— START OF Supplied records —
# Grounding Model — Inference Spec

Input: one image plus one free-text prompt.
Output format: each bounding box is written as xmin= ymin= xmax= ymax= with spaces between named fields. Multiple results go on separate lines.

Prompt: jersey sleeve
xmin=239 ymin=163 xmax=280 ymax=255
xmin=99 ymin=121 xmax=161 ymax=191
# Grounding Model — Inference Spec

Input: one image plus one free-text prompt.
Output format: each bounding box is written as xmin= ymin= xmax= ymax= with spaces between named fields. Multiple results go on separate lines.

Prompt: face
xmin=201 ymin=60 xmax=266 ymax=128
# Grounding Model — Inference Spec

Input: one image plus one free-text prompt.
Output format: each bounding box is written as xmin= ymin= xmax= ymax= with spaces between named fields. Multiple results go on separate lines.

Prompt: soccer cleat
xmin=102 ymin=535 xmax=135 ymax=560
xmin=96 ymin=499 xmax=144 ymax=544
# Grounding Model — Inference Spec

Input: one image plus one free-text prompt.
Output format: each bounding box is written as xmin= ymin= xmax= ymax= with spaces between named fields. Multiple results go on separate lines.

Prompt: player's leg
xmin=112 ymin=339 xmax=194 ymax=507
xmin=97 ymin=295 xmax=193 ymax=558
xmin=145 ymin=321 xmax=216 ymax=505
— END OF Supplied records —
— START OF Supplied records —
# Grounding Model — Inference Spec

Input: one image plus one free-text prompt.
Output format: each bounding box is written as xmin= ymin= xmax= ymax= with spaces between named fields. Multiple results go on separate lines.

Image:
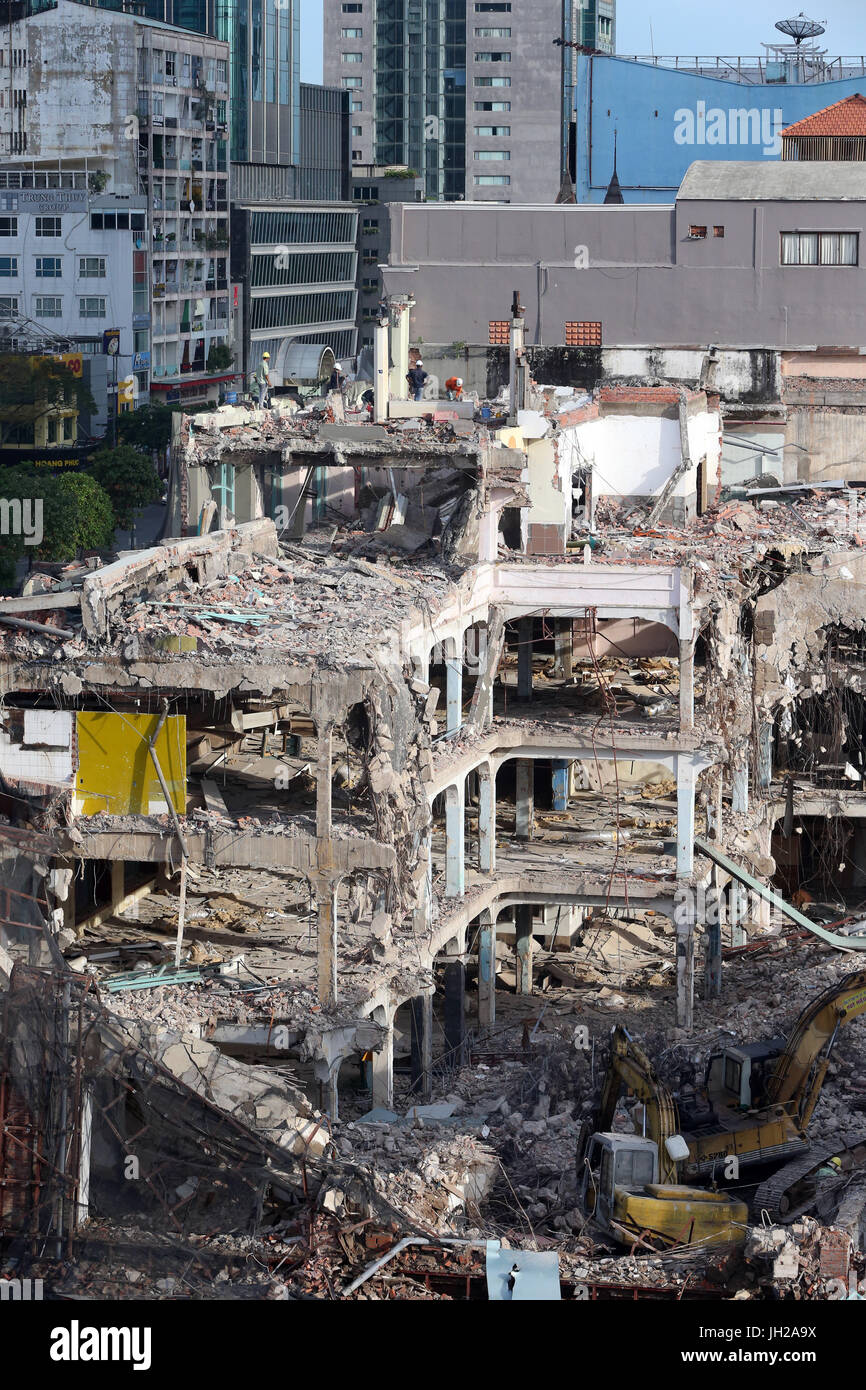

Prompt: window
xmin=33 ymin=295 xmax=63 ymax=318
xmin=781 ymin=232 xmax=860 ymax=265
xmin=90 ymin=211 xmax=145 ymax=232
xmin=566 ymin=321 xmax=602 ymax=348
— END OF Supplied records —
— START OF Supplied records —
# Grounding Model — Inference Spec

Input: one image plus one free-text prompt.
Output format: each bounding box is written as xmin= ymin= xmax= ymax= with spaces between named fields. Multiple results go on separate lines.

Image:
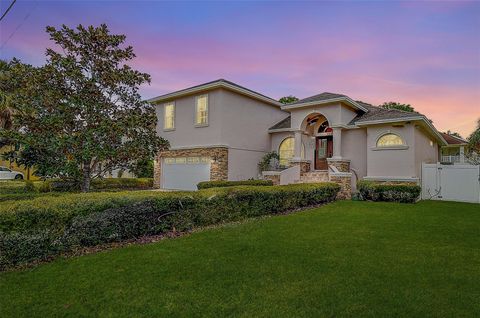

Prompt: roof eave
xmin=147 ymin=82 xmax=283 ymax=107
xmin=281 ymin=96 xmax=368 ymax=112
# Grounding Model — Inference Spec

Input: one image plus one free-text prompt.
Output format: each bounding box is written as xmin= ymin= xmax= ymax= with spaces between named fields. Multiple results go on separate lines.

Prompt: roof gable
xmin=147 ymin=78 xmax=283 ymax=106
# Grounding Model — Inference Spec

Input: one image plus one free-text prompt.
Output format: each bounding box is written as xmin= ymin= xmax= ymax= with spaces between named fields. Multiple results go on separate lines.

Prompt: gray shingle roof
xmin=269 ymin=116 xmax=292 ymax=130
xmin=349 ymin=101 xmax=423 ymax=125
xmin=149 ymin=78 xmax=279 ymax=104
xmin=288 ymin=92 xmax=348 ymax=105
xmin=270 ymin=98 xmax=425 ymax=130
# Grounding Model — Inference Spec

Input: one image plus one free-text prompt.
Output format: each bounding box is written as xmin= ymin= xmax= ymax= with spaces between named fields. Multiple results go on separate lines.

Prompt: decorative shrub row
— END OF Supplied records —
Instructions to follow: Count the lines in the items above that contain the string "roof". Reply with the number alone.

Complete answer: 3